### Requirement
From the listing below, extract each entry exactly as written, minus the images.

━━━━━━━━

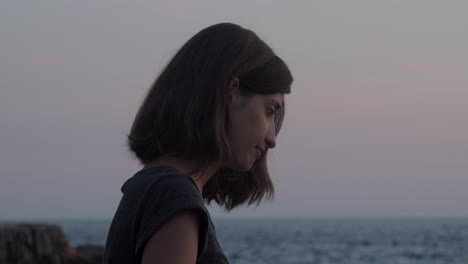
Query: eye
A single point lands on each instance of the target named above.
(272, 111)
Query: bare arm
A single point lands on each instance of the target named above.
(176, 241)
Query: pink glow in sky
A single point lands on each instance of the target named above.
(376, 125)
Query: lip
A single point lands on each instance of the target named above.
(259, 152)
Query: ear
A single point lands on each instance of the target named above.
(233, 89)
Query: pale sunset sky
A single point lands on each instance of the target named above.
(376, 124)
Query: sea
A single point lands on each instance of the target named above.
(320, 241)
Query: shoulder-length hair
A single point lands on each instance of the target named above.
(185, 113)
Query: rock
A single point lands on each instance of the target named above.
(91, 253)
(33, 244)
(43, 244)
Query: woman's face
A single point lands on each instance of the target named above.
(252, 127)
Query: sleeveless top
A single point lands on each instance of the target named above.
(150, 198)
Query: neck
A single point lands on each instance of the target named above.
(186, 167)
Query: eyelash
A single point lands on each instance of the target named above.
(272, 111)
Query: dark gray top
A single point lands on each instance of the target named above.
(149, 198)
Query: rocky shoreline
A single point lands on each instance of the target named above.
(43, 244)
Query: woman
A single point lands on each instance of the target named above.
(202, 133)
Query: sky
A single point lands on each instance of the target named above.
(376, 124)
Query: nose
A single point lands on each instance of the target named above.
(270, 139)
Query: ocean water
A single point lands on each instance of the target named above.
(321, 241)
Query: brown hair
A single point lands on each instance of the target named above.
(185, 113)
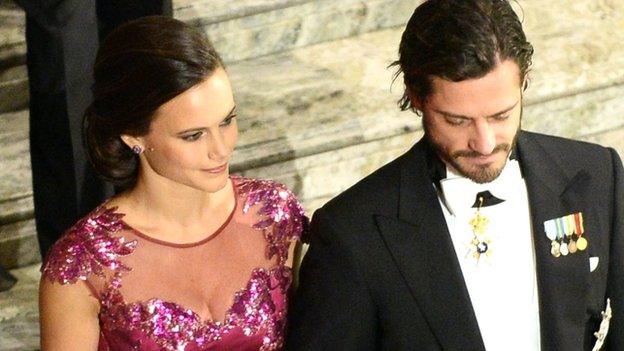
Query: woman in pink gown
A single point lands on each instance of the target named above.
(187, 257)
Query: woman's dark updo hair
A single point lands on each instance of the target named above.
(140, 66)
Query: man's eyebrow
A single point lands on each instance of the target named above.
(197, 129)
(452, 115)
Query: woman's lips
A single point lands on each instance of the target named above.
(216, 170)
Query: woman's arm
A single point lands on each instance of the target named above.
(68, 316)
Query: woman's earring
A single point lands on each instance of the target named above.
(137, 150)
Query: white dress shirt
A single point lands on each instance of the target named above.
(503, 284)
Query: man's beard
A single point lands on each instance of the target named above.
(477, 173)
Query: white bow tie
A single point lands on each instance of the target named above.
(460, 192)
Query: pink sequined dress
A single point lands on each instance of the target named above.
(226, 292)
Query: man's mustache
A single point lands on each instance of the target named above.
(470, 153)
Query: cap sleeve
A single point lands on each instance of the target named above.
(281, 216)
(88, 248)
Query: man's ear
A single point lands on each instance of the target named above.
(416, 102)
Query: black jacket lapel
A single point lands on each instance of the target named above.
(420, 244)
(553, 192)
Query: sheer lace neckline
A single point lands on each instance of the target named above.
(199, 242)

━━━━━━━━

### Result of this exercise
Query: eye
A single point lands on each instance of the target named above.
(272, 111)
Query: bare arm
A single point lands on each instance of the target named above.
(176, 241)
Query: pink glow in sky
A single point lands on each instance of the target named above.
(376, 125)
Query: lip
A single point lands on each instance of the target named above.
(259, 152)
Query: ear
A single point lands on each instance of the target named above.
(233, 89)
Query: pale sunset sky
A single point lands on each instance of the target named above.
(376, 124)
Query: sea
A single point lands on each instance of the target named above.
(320, 241)
Query: shoulder-length hair
A single point lands on each instance of the target named above.
(185, 113)
Query: rock
A single point lands on each instance of the target named above.
(91, 253)
(33, 244)
(43, 244)
Query: woman's face
A single point lands on each instance of the target named above.
(252, 127)
Query: sleeveless top
A single point lands on each instance of the target named above.
(150, 198)
Query: neck
A single point lands on each instance of the target named above.
(186, 167)
Query: eyelash
A single point lands on each instance of the target named above.
(272, 111)
Query: dark gray top
A single point lands on each instance of the target named above.
(149, 198)
Query: rocky shoreline
A single point lands on each instance of the target named above.
(43, 244)
Query: woman
A single point lands on each instance of the target named above.
(202, 133)
Query: sky
A single point lands on each instance of the target named above.
(376, 124)
Query: nose
A single point lands on each instance of the target named above.
(270, 139)
Query: ocean water
A single point lands on each instance of the target named above.
(321, 241)
Query: brown hair
A single point lands on each instance of the target named above.
(185, 113)
Query: woman in pink gown
A single point lands on each instance of the target named above.
(187, 257)
Query: woman's dark updo hair
A single point lands on each instance of the target named above.
(140, 66)
Query: man's eyebrow
A single point lands on each instance of the target named above.
(197, 129)
(452, 115)
Query: woman's lips
A single point lands on each instance of the target named above.
(216, 170)
Query: woman's arm
A single point lands on each instance of the target named above.
(68, 316)
Query: woman's earring
A single point lands on each instance of the target named above.
(137, 150)
Query: white dress shirt
A single point lands on each instance of the target named above.
(503, 284)
Query: man's beard
A single point lands on each instance of the target named above.
(477, 173)
Query: white bow tie
A single point lands on each instance of the target named above.
(460, 192)
Query: pink sequined dress
A single point lands on each instance of the target named above.
(226, 292)
Query: man's mustache
A single point lands on each instance of the target named above.
(470, 153)
Query: cap sleeve
A single point lands on each instance of the target named above.
(281, 216)
(88, 248)
Query: man's ear
A single point lands on each instance of the target named above.
(416, 102)
Query: black jacket lapel
A single point lands on each instance of the target named above.
(420, 244)
(553, 192)
Query: sheer lace neckline
A single point lands on each instance of the target named above.
(199, 242)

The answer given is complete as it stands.